Set problem:
Please render each of the rows below as a JSON list of strings, with one string per line and blank lines left out.

Information provided:
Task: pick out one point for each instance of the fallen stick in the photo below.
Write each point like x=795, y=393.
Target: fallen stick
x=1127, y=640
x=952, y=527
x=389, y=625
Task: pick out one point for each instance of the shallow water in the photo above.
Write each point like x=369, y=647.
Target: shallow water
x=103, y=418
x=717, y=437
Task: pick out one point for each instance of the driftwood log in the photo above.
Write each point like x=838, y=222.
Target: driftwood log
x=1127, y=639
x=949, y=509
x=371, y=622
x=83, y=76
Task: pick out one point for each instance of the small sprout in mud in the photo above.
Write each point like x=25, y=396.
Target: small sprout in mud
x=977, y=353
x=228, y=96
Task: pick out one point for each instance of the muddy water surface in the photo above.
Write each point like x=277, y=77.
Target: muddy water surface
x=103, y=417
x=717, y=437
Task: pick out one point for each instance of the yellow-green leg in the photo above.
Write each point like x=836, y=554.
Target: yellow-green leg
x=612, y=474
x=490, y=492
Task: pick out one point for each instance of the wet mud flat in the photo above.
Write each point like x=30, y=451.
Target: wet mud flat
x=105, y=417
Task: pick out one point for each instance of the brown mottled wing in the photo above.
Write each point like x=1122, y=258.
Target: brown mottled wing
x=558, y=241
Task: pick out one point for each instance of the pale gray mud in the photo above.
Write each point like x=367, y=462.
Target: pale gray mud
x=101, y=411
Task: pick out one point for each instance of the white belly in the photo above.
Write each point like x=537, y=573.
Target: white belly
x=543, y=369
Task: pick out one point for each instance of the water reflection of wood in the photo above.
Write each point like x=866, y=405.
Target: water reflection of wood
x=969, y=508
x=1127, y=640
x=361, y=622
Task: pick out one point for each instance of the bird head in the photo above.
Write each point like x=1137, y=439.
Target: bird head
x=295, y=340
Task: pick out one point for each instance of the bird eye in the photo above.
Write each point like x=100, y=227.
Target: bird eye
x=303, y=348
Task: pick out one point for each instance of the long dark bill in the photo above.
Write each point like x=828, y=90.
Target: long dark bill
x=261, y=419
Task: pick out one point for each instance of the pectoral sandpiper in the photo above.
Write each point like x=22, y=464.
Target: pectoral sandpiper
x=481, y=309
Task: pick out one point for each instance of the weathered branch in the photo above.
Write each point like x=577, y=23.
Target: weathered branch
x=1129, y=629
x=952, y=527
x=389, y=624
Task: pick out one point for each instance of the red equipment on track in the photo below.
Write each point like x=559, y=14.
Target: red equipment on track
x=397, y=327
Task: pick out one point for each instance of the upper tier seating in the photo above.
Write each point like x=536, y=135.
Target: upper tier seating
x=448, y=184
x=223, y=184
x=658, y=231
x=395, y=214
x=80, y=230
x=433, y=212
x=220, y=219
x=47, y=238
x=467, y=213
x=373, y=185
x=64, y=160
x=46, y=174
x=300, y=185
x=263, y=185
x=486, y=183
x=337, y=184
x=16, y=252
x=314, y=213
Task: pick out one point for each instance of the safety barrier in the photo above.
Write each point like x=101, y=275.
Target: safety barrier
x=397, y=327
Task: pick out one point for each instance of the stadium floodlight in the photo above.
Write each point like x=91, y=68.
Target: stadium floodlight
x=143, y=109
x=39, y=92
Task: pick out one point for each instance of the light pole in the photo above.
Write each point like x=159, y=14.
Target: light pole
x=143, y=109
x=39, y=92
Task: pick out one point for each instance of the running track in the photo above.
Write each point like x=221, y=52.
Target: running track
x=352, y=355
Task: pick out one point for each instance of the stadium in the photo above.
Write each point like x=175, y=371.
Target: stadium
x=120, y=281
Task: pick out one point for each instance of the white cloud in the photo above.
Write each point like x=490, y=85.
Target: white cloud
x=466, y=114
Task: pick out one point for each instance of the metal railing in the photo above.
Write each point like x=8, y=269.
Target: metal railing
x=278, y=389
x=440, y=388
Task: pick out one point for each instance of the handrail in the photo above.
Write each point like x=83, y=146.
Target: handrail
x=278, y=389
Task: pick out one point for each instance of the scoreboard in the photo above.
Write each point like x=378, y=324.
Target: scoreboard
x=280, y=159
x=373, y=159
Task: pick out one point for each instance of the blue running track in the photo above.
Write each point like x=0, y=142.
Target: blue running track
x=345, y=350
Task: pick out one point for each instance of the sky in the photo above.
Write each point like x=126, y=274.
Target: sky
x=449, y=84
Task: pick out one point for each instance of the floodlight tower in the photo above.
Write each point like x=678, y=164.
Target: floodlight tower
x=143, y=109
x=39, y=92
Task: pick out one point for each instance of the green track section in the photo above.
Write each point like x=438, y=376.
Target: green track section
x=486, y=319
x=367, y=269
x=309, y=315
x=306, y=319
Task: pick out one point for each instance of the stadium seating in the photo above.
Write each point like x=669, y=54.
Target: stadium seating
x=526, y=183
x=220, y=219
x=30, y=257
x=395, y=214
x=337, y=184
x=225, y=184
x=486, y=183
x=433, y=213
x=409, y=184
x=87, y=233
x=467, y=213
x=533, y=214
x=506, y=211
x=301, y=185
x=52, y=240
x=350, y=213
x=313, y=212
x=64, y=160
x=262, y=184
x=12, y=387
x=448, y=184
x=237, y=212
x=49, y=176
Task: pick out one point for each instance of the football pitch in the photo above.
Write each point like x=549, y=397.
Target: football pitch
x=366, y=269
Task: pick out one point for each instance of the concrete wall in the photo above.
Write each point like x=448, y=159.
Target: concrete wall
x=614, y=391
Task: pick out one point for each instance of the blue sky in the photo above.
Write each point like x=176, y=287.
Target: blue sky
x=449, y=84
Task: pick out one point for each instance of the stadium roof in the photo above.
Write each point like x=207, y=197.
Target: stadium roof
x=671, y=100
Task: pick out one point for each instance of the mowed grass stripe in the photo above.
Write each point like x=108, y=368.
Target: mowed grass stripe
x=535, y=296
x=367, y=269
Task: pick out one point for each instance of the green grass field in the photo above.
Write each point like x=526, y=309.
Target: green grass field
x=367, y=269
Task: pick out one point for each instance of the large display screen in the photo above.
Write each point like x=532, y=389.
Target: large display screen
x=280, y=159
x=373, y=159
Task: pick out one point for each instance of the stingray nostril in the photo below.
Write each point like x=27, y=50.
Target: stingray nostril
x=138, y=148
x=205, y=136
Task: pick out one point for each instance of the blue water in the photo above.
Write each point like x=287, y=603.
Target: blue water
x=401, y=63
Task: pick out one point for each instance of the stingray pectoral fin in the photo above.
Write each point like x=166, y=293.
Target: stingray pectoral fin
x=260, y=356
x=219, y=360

Expected output:
[
  "Task: pick out one point for each instance of the fallen stick in the photo below.",
  "Write each point like x=795, y=393.",
  "Target: fallen stick",
  "x=1127, y=640",
  "x=952, y=527",
  "x=389, y=625",
  "Task: pick out one point for each instance of the shallow water in the photo above.",
  "Write each point like x=369, y=647.",
  "Target: shallow water",
  "x=103, y=418",
  "x=717, y=437",
  "Task: pick out one point for each instance of the driftwood log in the photo above.",
  "Write each point like x=838, y=222.",
  "Target: driftwood log",
  "x=1127, y=639",
  "x=949, y=509",
  "x=371, y=622",
  "x=83, y=76",
  "Task: pick out one point for each instance of the small sprout in mud in the photo above.",
  "Write each point like x=25, y=396.",
  "Target: small sprout in mud",
  "x=977, y=353",
  "x=228, y=96",
  "Task: pick out one point for each instance of the muddy water surface in the photo above.",
  "Write each point like x=277, y=77.",
  "Target: muddy water surface",
  "x=103, y=417",
  "x=717, y=437",
  "Task: pick out one point for each instance of the yellow-green leg in the photo above.",
  "Write each point like x=836, y=554.",
  "Target: yellow-green leg",
  "x=612, y=474",
  "x=490, y=492",
  "Task: pick out one point for each instance of the wet mud flat in the photo above.",
  "Write each point like x=30, y=451.",
  "Target: wet mud flat",
  "x=105, y=417",
  "Task: pick out one point for each instance of the brown mottled wing in the photo above.",
  "Write each point like x=1122, y=258.",
  "Target: brown mottled wing",
  "x=558, y=241",
  "Task: pick out one point for each instance of the pale gray mud in the photo above.",
  "Write each point like x=367, y=462.",
  "Target: pale gray mud",
  "x=101, y=411",
  "Task: pick out one point for each instance of the white belly in the photo above.",
  "Write each point like x=537, y=573.",
  "Target: white belly",
  "x=543, y=369",
  "Task: pick out one point for each instance of the water reflection of wood in the photo above.",
  "Write each point like x=866, y=405.",
  "Target: water reflection of wood",
  "x=969, y=508",
  "x=1127, y=640",
  "x=361, y=622",
  "Task: pick out one point for each instance of the bird head in the photo above.",
  "Write each point like x=1137, y=439.",
  "Target: bird head",
  "x=295, y=340",
  "Task: pick out one point for each instance of the bird eye in the photo above.",
  "Write each point like x=100, y=227.",
  "Target: bird eye",
  "x=303, y=348",
  "Task: pick out one point for each instance of the long dark bill in the photo above.",
  "Write each point like x=828, y=90.",
  "Target: long dark bill",
  "x=261, y=419",
  "Task: pick out one point for each instance of the pectoral sandpiper in the photo above.",
  "Write each point like x=22, y=464.",
  "Target: pectoral sandpiper",
  "x=481, y=309",
  "Task: pick out one point for each instance of the weathered branch in the photo above.",
  "Write each point like x=577, y=23.",
  "Target: weathered branch",
  "x=1129, y=629",
  "x=952, y=527",
  "x=389, y=624",
  "Task: pick out one point for each instance of the red equipment on track in the photo below.",
  "Write each point like x=559, y=14.",
  "Target: red equipment on track",
  "x=397, y=327",
  "Task: pick out one point for each instance of the upper tier seating in the photo above.",
  "Write each point like x=536, y=135.",
  "Target: upper tier seating",
  "x=448, y=184",
  "x=223, y=184",
  "x=658, y=231",
  "x=395, y=214",
  "x=80, y=230",
  "x=433, y=212",
  "x=220, y=219",
  "x=47, y=238",
  "x=467, y=213",
  "x=373, y=185",
  "x=64, y=160",
  "x=46, y=174",
  "x=300, y=185",
  "x=263, y=185",
  "x=486, y=183",
  "x=337, y=184",
  "x=16, y=252",
  "x=314, y=213",
  "Task: pick out one point for each instance of the safety barrier in the photo above.",
  "Write each point like x=101, y=275.",
  "Target: safety barrier",
  "x=397, y=327",
  "Task: pick out one point for each instance of the stadium floodlight in the photo above.",
  "Write each point like x=91, y=68.",
  "Target: stadium floodlight",
  "x=143, y=109",
  "x=39, y=92",
  "Task: pick out one point for each instance of the light pole in the photo above.",
  "Write each point like x=159, y=14.",
  "Target: light pole",
  "x=143, y=109",
  "x=39, y=92",
  "Task: pick out one point for each instance of the running track in the photo above.",
  "Write each point like x=221, y=52.",
  "Target: running track",
  "x=352, y=355",
  "Task: pick out one point for each instance of the stadium in the photo above.",
  "Write each point like x=175, y=371.",
  "Target: stadium",
  "x=120, y=281",
  "Task: pick out one point for each instance of the white cloud in the photo above.",
  "Write each point like x=490, y=85.",
  "Target: white cloud",
  "x=466, y=114",
  "Task: pick out one point for each instance of the metal railing in the photo above.",
  "Write each point like x=8, y=269.",
  "Target: metal railing",
  "x=278, y=389",
  "x=440, y=388",
  "Task: pick out one point for each instance of the handrail in the photo above.",
  "Write each point like x=83, y=146.",
  "Target: handrail",
  "x=278, y=389",
  "Task: pick out one point for each instance of the scoreboard in the photo above.",
  "Write each point like x=378, y=324.",
  "Target: scoreboard",
  "x=280, y=159",
  "x=373, y=159",
  "Task: pick out one point for each instance of the blue running track in the photo above.",
  "Write each point like x=0, y=142.",
  "Target: blue running track",
  "x=345, y=350",
  "Task: pick out one point for each instance of the sky in the photo above.",
  "Write each point like x=126, y=274.",
  "Target: sky",
  "x=449, y=84",
  "Task: pick out one point for each instance of the floodlight tower in the photo above.",
  "Write each point like x=678, y=164.",
  "Target: floodlight tower",
  "x=143, y=109",
  "x=39, y=92",
  "Task: pick out one point for each instance of the green track section in the photo above.",
  "Write each point like x=438, y=376.",
  "Target: green track section",
  "x=486, y=319",
  "x=367, y=269",
  "x=309, y=315",
  "x=306, y=319",
  "Task: pick out one point for each instance of the stadium seating in the photo above.",
  "Write each point like x=669, y=54.",
  "Target: stadium seating",
  "x=526, y=183",
  "x=220, y=219",
  "x=30, y=257",
  "x=395, y=214",
  "x=337, y=184",
  "x=225, y=184",
  "x=486, y=183",
  "x=433, y=213",
  "x=409, y=184",
  "x=87, y=233",
  "x=467, y=213",
  "x=533, y=214",
  "x=506, y=211",
  "x=301, y=185",
  "x=52, y=240",
  "x=350, y=213",
  "x=313, y=212",
  "x=64, y=160",
  "x=262, y=184",
  "x=12, y=387",
  "x=448, y=184",
  "x=237, y=212",
  "x=49, y=176",
  "Task: pick out one point for each instance of the football pitch in the photo above.",
  "Write each point like x=549, y=397.",
  "Target: football pitch",
  "x=366, y=269",
  "Task: pick out one point for each instance of the concrete wall in the photo above.",
  "Write each point like x=448, y=159.",
  "Target: concrete wall",
  "x=614, y=391",
  "Task: pick out one point for each instance of the blue sky in the photo above.",
  "Write each point like x=176, y=287.",
  "Target: blue sky",
  "x=449, y=84",
  "Task: pick out one point for each instance of the stadium roof in the photo above.",
  "Write each point like x=207, y=197.",
  "Target: stadium roof",
  "x=671, y=100",
  "Task: pick out one point for each instance of the mowed grass stripe in the photo above.",
  "Write each point like x=108, y=368.",
  "Target: mowed grass stripe",
  "x=535, y=296",
  "x=367, y=269",
  "Task: pick out one point for each instance of the green grass field in the photo above.",
  "Write each point like x=526, y=309.",
  "Target: green grass field",
  "x=367, y=269",
  "Task: pick out one point for each instance of the large display screen in the photo above.",
  "Write each point like x=532, y=389.",
  "Target: large display screen",
  "x=280, y=159",
  "x=373, y=159",
  "Task: pick out one point for each instance of the stingray nostril in the photo below.",
  "Write each point like x=27, y=50.",
  "Target: stingray nostril",
  "x=138, y=148",
  "x=205, y=136",
  "Task: pick out one point for each instance of the blue water in the photo above.",
  "Write each point like x=287, y=603.",
  "Target: blue water",
  "x=401, y=63",
  "Task: pick out one point for each instance of the stingray pectoral fin in the photo above.",
  "Write each point like x=166, y=293.",
  "Target: stingray pectoral fin",
  "x=260, y=356",
  "x=219, y=360"
]